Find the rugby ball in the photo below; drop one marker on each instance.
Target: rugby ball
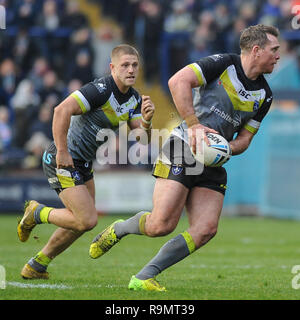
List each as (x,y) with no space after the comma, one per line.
(216,154)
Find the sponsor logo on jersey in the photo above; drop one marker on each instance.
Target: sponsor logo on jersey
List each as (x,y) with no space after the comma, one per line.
(100,86)
(236,121)
(47,157)
(176,170)
(244,94)
(216,57)
(131,111)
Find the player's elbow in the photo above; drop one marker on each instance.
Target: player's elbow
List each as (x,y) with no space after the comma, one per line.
(87,225)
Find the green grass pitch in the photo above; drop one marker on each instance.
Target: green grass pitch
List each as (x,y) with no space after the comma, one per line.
(249,259)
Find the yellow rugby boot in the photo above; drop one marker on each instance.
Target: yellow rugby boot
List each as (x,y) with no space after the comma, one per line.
(29,273)
(148,285)
(27,223)
(104,241)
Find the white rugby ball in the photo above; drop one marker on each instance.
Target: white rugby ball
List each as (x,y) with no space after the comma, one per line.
(216,154)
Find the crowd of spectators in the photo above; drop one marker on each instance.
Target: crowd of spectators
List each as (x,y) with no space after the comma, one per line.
(49,49)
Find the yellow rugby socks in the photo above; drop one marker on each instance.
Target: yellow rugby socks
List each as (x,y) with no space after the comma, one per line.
(40,262)
(41,214)
(133,225)
(170,253)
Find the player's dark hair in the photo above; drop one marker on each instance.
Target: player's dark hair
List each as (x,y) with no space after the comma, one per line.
(124,49)
(256,35)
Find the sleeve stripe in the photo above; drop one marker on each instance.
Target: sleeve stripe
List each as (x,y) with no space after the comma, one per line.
(198,71)
(136,116)
(83,103)
(252,126)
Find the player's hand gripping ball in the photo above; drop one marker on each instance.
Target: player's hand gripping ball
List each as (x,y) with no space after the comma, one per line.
(215,155)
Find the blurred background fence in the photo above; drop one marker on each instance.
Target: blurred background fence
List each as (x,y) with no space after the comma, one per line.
(50,48)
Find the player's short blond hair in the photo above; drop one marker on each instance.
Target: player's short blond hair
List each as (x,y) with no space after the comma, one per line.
(124,49)
(256,35)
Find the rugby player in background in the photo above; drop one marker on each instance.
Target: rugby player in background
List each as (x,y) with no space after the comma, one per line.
(231,96)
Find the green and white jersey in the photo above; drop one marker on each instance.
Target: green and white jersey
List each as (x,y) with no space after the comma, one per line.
(226,100)
(103,107)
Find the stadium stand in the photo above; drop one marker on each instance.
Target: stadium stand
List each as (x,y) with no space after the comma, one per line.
(51,47)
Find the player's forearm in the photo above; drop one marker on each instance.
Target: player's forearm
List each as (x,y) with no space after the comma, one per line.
(60,127)
(240,144)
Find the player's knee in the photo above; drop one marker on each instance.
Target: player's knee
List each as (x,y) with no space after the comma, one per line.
(88,224)
(207,233)
(203,234)
(160,228)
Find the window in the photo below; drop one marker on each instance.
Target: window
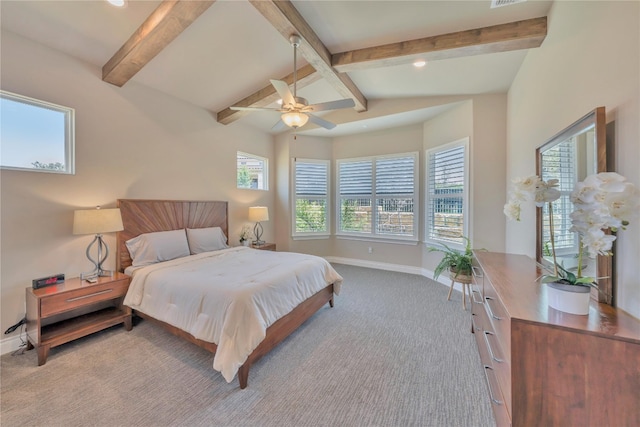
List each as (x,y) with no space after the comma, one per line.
(36,135)
(252,171)
(447,193)
(560,163)
(376,196)
(311,196)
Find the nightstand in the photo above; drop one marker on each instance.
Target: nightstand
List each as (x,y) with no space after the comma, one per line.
(265,247)
(73,309)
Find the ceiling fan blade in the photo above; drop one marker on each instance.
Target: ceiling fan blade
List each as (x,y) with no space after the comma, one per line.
(253,109)
(331,105)
(285,93)
(280,125)
(320,122)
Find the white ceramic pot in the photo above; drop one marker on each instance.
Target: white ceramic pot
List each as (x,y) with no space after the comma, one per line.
(569,298)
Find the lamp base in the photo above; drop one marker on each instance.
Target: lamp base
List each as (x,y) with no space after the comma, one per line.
(95,273)
(103,253)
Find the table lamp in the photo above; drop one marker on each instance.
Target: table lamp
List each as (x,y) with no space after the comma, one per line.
(258,214)
(97,221)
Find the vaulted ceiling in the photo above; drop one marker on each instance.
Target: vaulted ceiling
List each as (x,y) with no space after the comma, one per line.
(218,54)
---
What is being asked
Can you arrange all of the material above as a JSON list of strings, one string per line with blank lines dropped? Keep the pictures out of it.

Complete answer
[
  "Find the rugby ball in the photo below; drop one marker on each instance.",
  "Target: rugby ball",
  "List each as (x,y) with no space after the comma, one per line.",
  "(216,154)",
  "Find the sponsor logo on jersey in the photo above; drop one marker on each instance.",
  "Target: sponsor logo on jersey",
  "List each as (x,y) with no space after the comma, one per line.",
  "(100,86)",
  "(236,121)",
  "(47,157)",
  "(176,170)",
  "(244,94)",
  "(216,57)",
  "(131,111)",
  "Find the player's elbow in the photo above; drop one marker on each instance.",
  "Target: player's elbow",
  "List each as (x,y) with no space after the comma, one per line.",
  "(87,225)",
  "Find the green grass pitch in the photo above; drop one marker on each instance.",
  "Target: green grass pitch",
  "List each as (x,y) with no space after the comma, one per line.",
  "(249,259)",
  "Find the yellow rugby boot in the photo above; drop one marker on each instance.",
  "Target: yellow rugby boot",
  "List each as (x,y) with no space after the comma, one per line.",
  "(29,273)",
  "(148,285)",
  "(27,223)",
  "(104,241)",
  "Find the white rugby ball in the photo above; drop one marker on each instance.",
  "Target: white rugby ball",
  "List each as (x,y) with no space after the comma, one per line.",
  "(216,154)",
  "Find the crowd of spectators in the photo above; drop one marker on each instance.",
  "Target: crowd of spectators",
  "List each as (x,y) with no space after the comma, one per line.",
  "(49,49)",
  "Find the yellow rugby socks in the photo above; drop one marker on each instance.",
  "Target: yellow rugby socks",
  "List each as (x,y) with no space after the comma, one per line.",
  "(40,262)",
  "(41,214)",
  "(133,225)",
  "(170,253)",
  "Find the player's dark hair in the photo above; drop one marker on each instance.",
  "Target: player's dark hair",
  "List each as (x,y) with no space after the comma, one per line.",
  "(124,49)",
  "(256,35)",
  "Find the sleeve stripe in the photo above; drop one marker on each instance.",
  "Target: sleeve stripe",
  "List each as (x,y) with no space after the comma, one per line.",
  "(198,71)",
  "(136,116)",
  "(83,103)",
  "(252,126)",
  "Find the player's hand gripping ball in the photo above; drop one marker on each instance.",
  "Target: player's hand gripping ball",
  "List each as (x,y) with no space after the comma, one per line.",
  "(215,155)",
  "Find the blurred background fence in the photo above; drop one marker on each instance.",
  "Target: blurred background fence",
  "List each as (x,y) with no space after the comma, one per line.",
  "(50,48)",
  "Find the player's short blond hair in the photo above; drop one marker on each instance.",
  "Target: player's short blond hair",
  "List each as (x,y) with no space after the comma, one per line.",
  "(124,49)",
  "(256,35)",
  "Find the rugby player in background in the photo above; drop one marker on each instance.",
  "Target: rugby player in background",
  "List each as (x,y) with no space after the comma, one per line.",
  "(231,96)",
  "Find the green and white jersey in the photo above; drop one marker on each instance.",
  "Target: green and white jersey",
  "List each as (x,y) with no space after the comma, one per line.",
  "(226,100)",
  "(103,107)",
  "Find the stadium stand in the photo above; drop one marker on each instance.",
  "Target: stadium stand",
  "List each as (x,y) with no space after the comma, one per line.",
  "(51,47)",
  "Find the player's forearm in the photo above; drop one marker on each instance.",
  "Target: player's forearm",
  "List each as (x,y) with no space after the comma, one per line.",
  "(60,127)",
  "(240,144)",
  "Find the player's knee in the photo above; drop one marker on each instance.",
  "Target: player's knee",
  "List each as (x,y) with no space after the comma, one per line.",
  "(88,224)",
  "(207,233)",
  "(203,234)",
  "(160,228)",
  "Find the window in the photo below; drop one marker on each instance.",
  "Target: window",
  "List each as (x,y) with no space after the comma, one per line.",
  "(36,135)",
  "(252,171)",
  "(447,193)",
  "(560,163)",
  "(376,196)",
  "(311,196)",
  "Find the nightstand in the photo above; drop one marker on each instance.",
  "Target: nightstand",
  "List each as (x,y) with no space after the comma, one per line.",
  "(265,247)",
  "(73,309)",
  "Find the ceiling fan blade in the photo above; drop one marker on each instance.",
  "Target: ceiling fan blade",
  "List each as (x,y) with no space after the comma, one per line.",
  "(253,109)",
  "(331,105)",
  "(285,93)",
  "(280,125)",
  "(320,122)",
  "Find the white ceramic pot in the photo above; drop one marker on each instance.",
  "Target: white ceramic pot",
  "List each as (x,y) with no space after the comma, one per line.",
  "(569,298)",
  "Find the lamp base in the photo above; drop one marker on each instance.",
  "Target: lamp base",
  "List each as (x,y) with no space after the comma, one per line.",
  "(95,273)",
  "(103,253)",
  "Find the table lamp in the photo above; drop one marker on each instance.",
  "Target: table lamp",
  "List each as (x,y) with no space after the comma, one per line.",
  "(258,214)",
  "(97,221)",
  "Find the vaulted ceiling in the photo above; drop one marker on each instance.",
  "Target: vaulted ceiling",
  "List each as (x,y) with no space after the comma, one per line.",
  "(218,54)"
]